- _ASSIGNMENT A_
In the blog post about renovating a 1994 Tiger Provan camper, what material were almost all of the walls and cabinets made of?
- _ASSIGNMENT B_
Extend the blog post about renovating the 1994 Tiger Provan camper, beginning directly after its final sentence.

- _DOCUMENT EXTRACT_
====================

Wednesday, September 30, 2015

1994 Tiger Provan Renovation

We finally finished our big truck project. It started out so innocently. We wanted to insulate the top fiberglass portion of the camper. This meant we would have to remove the ceiling and all of the walls and cabinets. Things got out of control when we started to realize that by completely demolishing the interior of our camper, we only had one choice... Completely rebuild it with BETTER material. WARNING: This is a very picture-heavy post which captures the process.

El Tigre is 21 years old and even the good parts were turning bad. The ceiling (wood) and walls (weird fabric material) had signs of mold from all of our time in humid, tropical climates. Almost all of the walls and cabinets were particle board. If you aren't familiar with particle board, let me introduce you to my most hated wood product. It is cheap, heavy, weak, ugly, AND when it gets wet it expands and disintegrates.

Scott jumped right in with the demolition and took down our ceiling. Note the complete lack of insulation!

====================

- _DATA TO EXAMINE_
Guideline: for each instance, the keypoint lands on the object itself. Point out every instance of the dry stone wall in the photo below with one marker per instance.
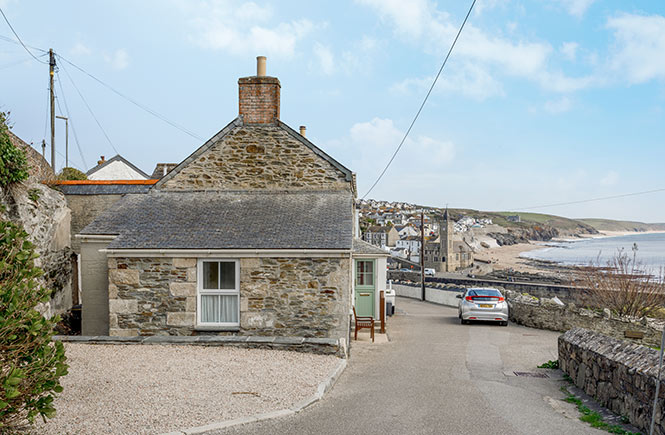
(290, 297)
(545, 313)
(619, 375)
(262, 157)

====================

- _EXERCISE OUTPUT A_
Almost all of the walls and cabinets were particle board.

- _EXERCISE OUTPUT B_
The rats nest of electrical, plumbing, and particle board oatmeal

The old ceiling that served as a full-scale blueprint for the new ceiling, cabinets, lights, USB jacks, and 12-volt jacks

Removing the  old wall fabric bruised my finger-tips

In addition to insulation and new walls/ceiling, the shower got rebuilt including a new fiberglass pan that Scott designed. The plumbing, electrical, and even the sofa got an overhaul. While Scott was doing a lot of the hard engineering and manual work, I was washing, sanding, painting, varnishing, grinding, wire-wheeling, and caulking everything in sight. I learned more than I ever thought necessary about insulation, adhesives, sealant, epoxy, polyurethane, varnish, primer, and paint.

Cutting the new foam for the sofa with an electric knife


The original roof vent - one of the many metal things on/in our truck that were replaced


Grinding yet another metal object

The aluminum box that goes on the back was sanded, primed, and repainted

Beginning of the shower pan - foam and wood


Laying strips of fiberglass over the shower pan


Mixing some expensive epoxy to brush over the fiberglass


The finished shower pan!


We got a quote for $600 to repaint the hood of our truck but I went for the DIY option.
It cost me lots of time and $20 in supplies.

The biggest challenge was dealing with the weird angles and curves of the camper - nothing is a right angle. The cabinets and walls took the longest to design, cut, and finish.

Starting to install the insulation. Wiring installed to accommodate 23 new LED lights, 8 power outlets, and 6 USB ports. 


Insulation almost completed along the walls and ceiling


Starting the vinyl installation along the sides


Slowly installing the vinyl along the sides (this is above the bed)


Thin, painted plywood glued and screwed into the ceiling


A slightly tricky piece that Scott was very proud of

Our old counter top that weighed nearly 50 lbs - particle board and granite (!!)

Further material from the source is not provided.